## [Exercise brief]
The copy has to match the data exactly and leave out every picture.

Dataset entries
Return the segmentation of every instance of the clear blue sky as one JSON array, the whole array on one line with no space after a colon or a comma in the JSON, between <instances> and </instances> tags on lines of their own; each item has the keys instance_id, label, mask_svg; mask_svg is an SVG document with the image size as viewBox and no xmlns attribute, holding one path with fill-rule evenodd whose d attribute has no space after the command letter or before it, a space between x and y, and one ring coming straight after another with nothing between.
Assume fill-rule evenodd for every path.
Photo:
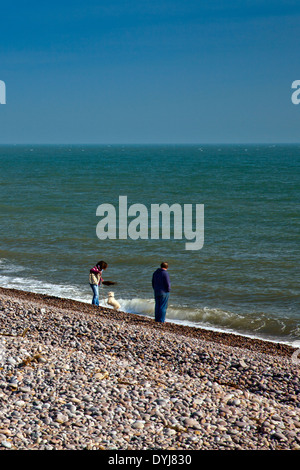
<instances>
[{"instance_id":1,"label":"clear blue sky","mask_svg":"<svg viewBox=\"0 0 300 470\"><path fill-rule=\"evenodd\" d=\"M299 0L2 2L0 143L299 142Z\"/></svg>"}]
</instances>

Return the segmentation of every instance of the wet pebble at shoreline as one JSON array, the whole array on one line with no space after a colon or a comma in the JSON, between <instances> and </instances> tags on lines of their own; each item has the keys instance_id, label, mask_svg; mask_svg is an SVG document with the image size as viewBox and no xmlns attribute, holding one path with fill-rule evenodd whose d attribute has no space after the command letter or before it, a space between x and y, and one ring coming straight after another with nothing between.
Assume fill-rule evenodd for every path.
<instances>
[{"instance_id":1,"label":"wet pebble at shoreline","mask_svg":"<svg viewBox=\"0 0 300 470\"><path fill-rule=\"evenodd\" d=\"M300 450L291 357L99 312L0 295L1 449Z\"/></svg>"}]
</instances>

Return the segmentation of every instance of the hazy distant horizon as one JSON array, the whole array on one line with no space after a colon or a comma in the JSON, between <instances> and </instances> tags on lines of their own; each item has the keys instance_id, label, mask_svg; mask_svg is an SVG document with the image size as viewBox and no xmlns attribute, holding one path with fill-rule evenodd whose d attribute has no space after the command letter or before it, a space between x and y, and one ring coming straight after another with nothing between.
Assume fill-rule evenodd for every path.
<instances>
[{"instance_id":1,"label":"hazy distant horizon","mask_svg":"<svg viewBox=\"0 0 300 470\"><path fill-rule=\"evenodd\" d=\"M293 146L293 145L300 145L300 141L298 142L2 142L0 146L25 146L25 145L32 145L32 146L55 146L55 145L62 145L62 146L234 146L234 145L241 145L241 146L253 146L253 145L261 145L261 146L272 146L272 145L282 145L282 146Z\"/></svg>"}]
</instances>

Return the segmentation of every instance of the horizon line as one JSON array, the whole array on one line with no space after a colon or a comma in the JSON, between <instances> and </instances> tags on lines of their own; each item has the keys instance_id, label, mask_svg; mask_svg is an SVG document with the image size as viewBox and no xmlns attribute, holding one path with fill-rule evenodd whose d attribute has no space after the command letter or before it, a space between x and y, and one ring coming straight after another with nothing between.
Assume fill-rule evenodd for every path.
<instances>
[{"instance_id":1,"label":"horizon line","mask_svg":"<svg viewBox=\"0 0 300 470\"><path fill-rule=\"evenodd\" d=\"M105 146L138 146L138 145L300 145L299 142L0 142L0 146L17 145L105 145Z\"/></svg>"}]
</instances>

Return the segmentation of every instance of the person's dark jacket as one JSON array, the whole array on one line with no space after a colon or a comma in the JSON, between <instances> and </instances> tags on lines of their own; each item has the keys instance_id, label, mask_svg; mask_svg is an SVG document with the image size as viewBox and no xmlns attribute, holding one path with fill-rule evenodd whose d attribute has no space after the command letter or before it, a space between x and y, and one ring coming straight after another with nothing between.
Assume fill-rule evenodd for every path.
<instances>
[{"instance_id":1,"label":"person's dark jacket","mask_svg":"<svg viewBox=\"0 0 300 470\"><path fill-rule=\"evenodd\" d=\"M156 295L166 294L171 290L169 273L162 268L158 268L152 276L152 287Z\"/></svg>"}]
</instances>

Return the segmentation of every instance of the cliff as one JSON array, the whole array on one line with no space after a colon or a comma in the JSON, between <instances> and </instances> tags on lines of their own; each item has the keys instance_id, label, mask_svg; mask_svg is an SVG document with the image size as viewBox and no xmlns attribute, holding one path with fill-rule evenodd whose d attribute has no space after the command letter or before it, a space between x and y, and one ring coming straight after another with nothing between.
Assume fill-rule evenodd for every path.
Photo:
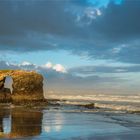
<instances>
[{"instance_id":1,"label":"cliff","mask_svg":"<svg viewBox=\"0 0 140 140\"><path fill-rule=\"evenodd\" d=\"M5 79L10 76L13 79L13 91L4 87ZM5 99L12 101L42 100L43 76L35 71L0 70L0 102Z\"/></svg>"}]
</instances>

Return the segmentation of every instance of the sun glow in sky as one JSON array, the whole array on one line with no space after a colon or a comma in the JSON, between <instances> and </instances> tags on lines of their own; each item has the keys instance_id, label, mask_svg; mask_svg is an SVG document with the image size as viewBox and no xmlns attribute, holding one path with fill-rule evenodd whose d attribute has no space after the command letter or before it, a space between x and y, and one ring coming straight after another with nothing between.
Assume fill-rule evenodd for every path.
<instances>
[{"instance_id":1,"label":"sun glow in sky","mask_svg":"<svg viewBox=\"0 0 140 140\"><path fill-rule=\"evenodd\" d=\"M138 0L1 0L0 69L37 70L53 88L138 93L139 14Z\"/></svg>"}]
</instances>

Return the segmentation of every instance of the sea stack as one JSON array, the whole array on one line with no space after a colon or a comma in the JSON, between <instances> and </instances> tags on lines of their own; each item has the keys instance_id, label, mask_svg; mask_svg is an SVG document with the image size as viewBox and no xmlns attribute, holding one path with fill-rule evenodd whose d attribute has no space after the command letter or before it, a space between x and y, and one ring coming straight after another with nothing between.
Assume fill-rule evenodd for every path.
<instances>
[{"instance_id":1,"label":"sea stack","mask_svg":"<svg viewBox=\"0 0 140 140\"><path fill-rule=\"evenodd\" d=\"M12 93L4 86L7 76L13 79ZM18 102L43 100L43 76L35 71L0 70L0 101L10 98Z\"/></svg>"}]
</instances>

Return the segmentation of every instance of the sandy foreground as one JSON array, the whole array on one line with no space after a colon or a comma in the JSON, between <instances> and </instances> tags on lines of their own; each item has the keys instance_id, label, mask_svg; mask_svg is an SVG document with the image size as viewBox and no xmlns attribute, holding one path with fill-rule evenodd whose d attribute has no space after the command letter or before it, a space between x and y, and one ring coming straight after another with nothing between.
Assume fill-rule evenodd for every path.
<instances>
[{"instance_id":1,"label":"sandy foreground","mask_svg":"<svg viewBox=\"0 0 140 140\"><path fill-rule=\"evenodd\" d=\"M139 140L140 115L56 107L4 109L0 130L0 139Z\"/></svg>"}]
</instances>

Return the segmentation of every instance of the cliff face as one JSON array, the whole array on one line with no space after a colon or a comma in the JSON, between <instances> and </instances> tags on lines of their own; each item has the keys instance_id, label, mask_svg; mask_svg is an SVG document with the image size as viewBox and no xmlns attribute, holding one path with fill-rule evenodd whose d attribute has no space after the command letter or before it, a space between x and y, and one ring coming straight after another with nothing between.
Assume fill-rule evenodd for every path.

## [Answer area]
Return the segmentation of every instance of the clear blue sky as one JSON array, the whole array on one line with no space after a colon or a comma in the JSON, between <instances> and </instances> tags on lines of their own; each item has the keys instance_id, label, mask_svg; mask_svg is an SVG document with the image size as viewBox and no xmlns attribute, holding one path with fill-rule evenodd whose d attribute has no space after the command letter or before it, a space between x and y, and one ring coming straight after another with nothing between.
Assume fill-rule evenodd for every path.
Photo:
<instances>
[{"instance_id":1,"label":"clear blue sky","mask_svg":"<svg viewBox=\"0 0 300 470\"><path fill-rule=\"evenodd\" d=\"M299 0L2 2L0 143L299 142Z\"/></svg>"}]
</instances>

Return the segmentation of every instance of the wet pebble at shoreline as one JSON array, the whole array on one line with no space after a colon or a comma in the JSON, between <instances> and </instances> tags on lines of their own; each item has the keys instance_id, label, mask_svg; mask_svg is an SVG document with the image size as viewBox and no xmlns attribute, holding one path with fill-rule evenodd whose d attribute has no space after the command letter or before it, a space between x and y, and one ring coming straight after another with nothing between.
Assume fill-rule evenodd for every path.
<instances>
[{"instance_id":1,"label":"wet pebble at shoreline","mask_svg":"<svg viewBox=\"0 0 300 470\"><path fill-rule=\"evenodd\" d=\"M300 450L291 357L99 312L0 295L1 449Z\"/></svg>"}]
</instances>

Return the segmentation of every instance of the hazy distant horizon as one JSON array, the whole array on one line with no space after a colon or a comma in the JSON, between <instances> and </instances> tags on lines of their own; each item has the keys instance_id, label, mask_svg; mask_svg is an SVG document with the image size as viewBox and no xmlns attribute, holding one path with fill-rule evenodd whose d attribute has no space after the command letter or before it, a space between x and y, and one ring coming straight after another with nothing between.
Assume fill-rule evenodd for every path.
<instances>
[{"instance_id":1,"label":"hazy distant horizon","mask_svg":"<svg viewBox=\"0 0 300 470\"><path fill-rule=\"evenodd\" d=\"M293 146L293 145L300 145L300 141L298 142L2 142L0 146L25 146L25 145L32 145L32 146L55 146L55 145L62 145L62 146L234 146L234 145L241 145L241 146L253 146L253 145L261 145L261 146L272 146L272 145L282 145L282 146Z\"/></svg>"}]
</instances>

Return the segmentation of every instance of the horizon line as one JSON array, the whole array on one line with no space after a colon or a comma in the JSON, between <instances> and </instances> tags on lines of their own; each item has the keys instance_id, label, mask_svg; mask_svg is an SVG document with the image size as viewBox and no xmlns attribute, holding one path with fill-rule evenodd whose d attribute has no space after the command letter or before it, a space between x and y, and one ring coming straight after another with nothing between.
Assume fill-rule evenodd for every path.
<instances>
[{"instance_id":1,"label":"horizon line","mask_svg":"<svg viewBox=\"0 0 300 470\"><path fill-rule=\"evenodd\" d=\"M105 146L138 146L138 145L300 145L299 142L0 142L0 146L17 145L105 145Z\"/></svg>"}]
</instances>

Return the segmentation of every instance of the person's dark jacket as one JSON array, the whole array on one line with no space after a colon or a comma in the JSON, between <instances> and </instances> tags on lines of their own; each item has the keys instance_id, label, mask_svg; mask_svg is an SVG document with the image size as viewBox and no xmlns attribute, holding one path with fill-rule evenodd whose d attribute has no space after the command letter or before it, a space between x and y, and one ring coming straight after another with nothing between.
Assume fill-rule evenodd for every path.
<instances>
[{"instance_id":1,"label":"person's dark jacket","mask_svg":"<svg viewBox=\"0 0 300 470\"><path fill-rule=\"evenodd\" d=\"M156 295L166 294L171 290L169 273L162 268L158 268L152 276L152 287Z\"/></svg>"}]
</instances>

Return the segmentation of every instance of the cliff as one JSON array, the whole array on one line with no space after a colon or a comma in the JSON, between <instances> and </instances> tags on lines of their own; each item has the keys instance_id, label, mask_svg; mask_svg is an SVG document with the image size as viewBox and no xmlns attribute, holding one path with fill-rule evenodd whose d attribute has no space after the command letter or before it, a space between x and y, and one ring coming straight after another with nothing between.
Assume fill-rule evenodd for every path.
Photo:
<instances>
[{"instance_id":1,"label":"cliff","mask_svg":"<svg viewBox=\"0 0 140 140\"><path fill-rule=\"evenodd\" d=\"M5 79L10 76L13 79L13 91L4 87ZM5 99L12 101L42 100L43 76L35 71L0 70L0 102Z\"/></svg>"}]
</instances>

Return the segmentation of every instance of the sun glow in sky as one JSON array, the whole array on one line with no space after a colon or a comma in the JSON, between <instances> and </instances> tags on lines of their own; each item has the keys instance_id, label, mask_svg; mask_svg is an SVG document with the image size as viewBox and no xmlns attribute, holding one path with fill-rule evenodd whose d attribute has no space after the command letter or before it, a space between x and y, and one ring coming straight after another with nothing between.
Assume fill-rule evenodd for every path.
<instances>
[{"instance_id":1,"label":"sun glow in sky","mask_svg":"<svg viewBox=\"0 0 140 140\"><path fill-rule=\"evenodd\" d=\"M138 0L1 0L0 69L37 70L53 88L138 93L139 14Z\"/></svg>"}]
</instances>

Return the segmentation of every instance of the sea stack as one JSON array, the whole array on one line with no space after a colon or a comma in the JSON, between <instances> and </instances> tags on lines of their own; each item has the keys instance_id, label, mask_svg; mask_svg is an SVG document with the image size as viewBox and no xmlns attribute, holding one path with fill-rule evenodd whose d attribute has no space after the command letter or before it, a space between x and y, and one ring coming straight after another with nothing between.
Assume fill-rule evenodd for every path.
<instances>
[{"instance_id":1,"label":"sea stack","mask_svg":"<svg viewBox=\"0 0 140 140\"><path fill-rule=\"evenodd\" d=\"M12 93L4 86L7 76L13 79ZM18 102L43 100L43 76L35 71L0 70L0 101L10 98Z\"/></svg>"}]
</instances>

Return the segmentation of every instance of the sandy foreground as one JSON array, the whole array on one line with no space after a colon or a comma in the JSON, between <instances> and </instances> tags on lines of their own; each item has the keys instance_id, label, mask_svg; mask_svg is an SVG document with the image size as viewBox and no xmlns attribute, holding one path with fill-rule evenodd whose d attribute has no space after the command letter or before it, a space between x and y, and one ring coming straight after another with nothing between.
Assume fill-rule evenodd for every path.
<instances>
[{"instance_id":1,"label":"sandy foreground","mask_svg":"<svg viewBox=\"0 0 140 140\"><path fill-rule=\"evenodd\" d=\"M139 140L140 115L56 107L4 109L0 130L0 139Z\"/></svg>"}]
</instances>

Return the segmentation of every instance of the cliff face as one JSON array, the whole array on one line with no space after a colon or a comma in the JSON, between <instances> and </instances> tags on lines of their own; each item has the keys instance_id, label, mask_svg; mask_svg is an SVG document with the image size as viewBox and no xmlns attribute, holding one path with fill-rule evenodd whose d attribute has no space after the command letter or before it, a space between x and y, and one ring coming straight after another with nothing between.
Assume fill-rule evenodd for every path.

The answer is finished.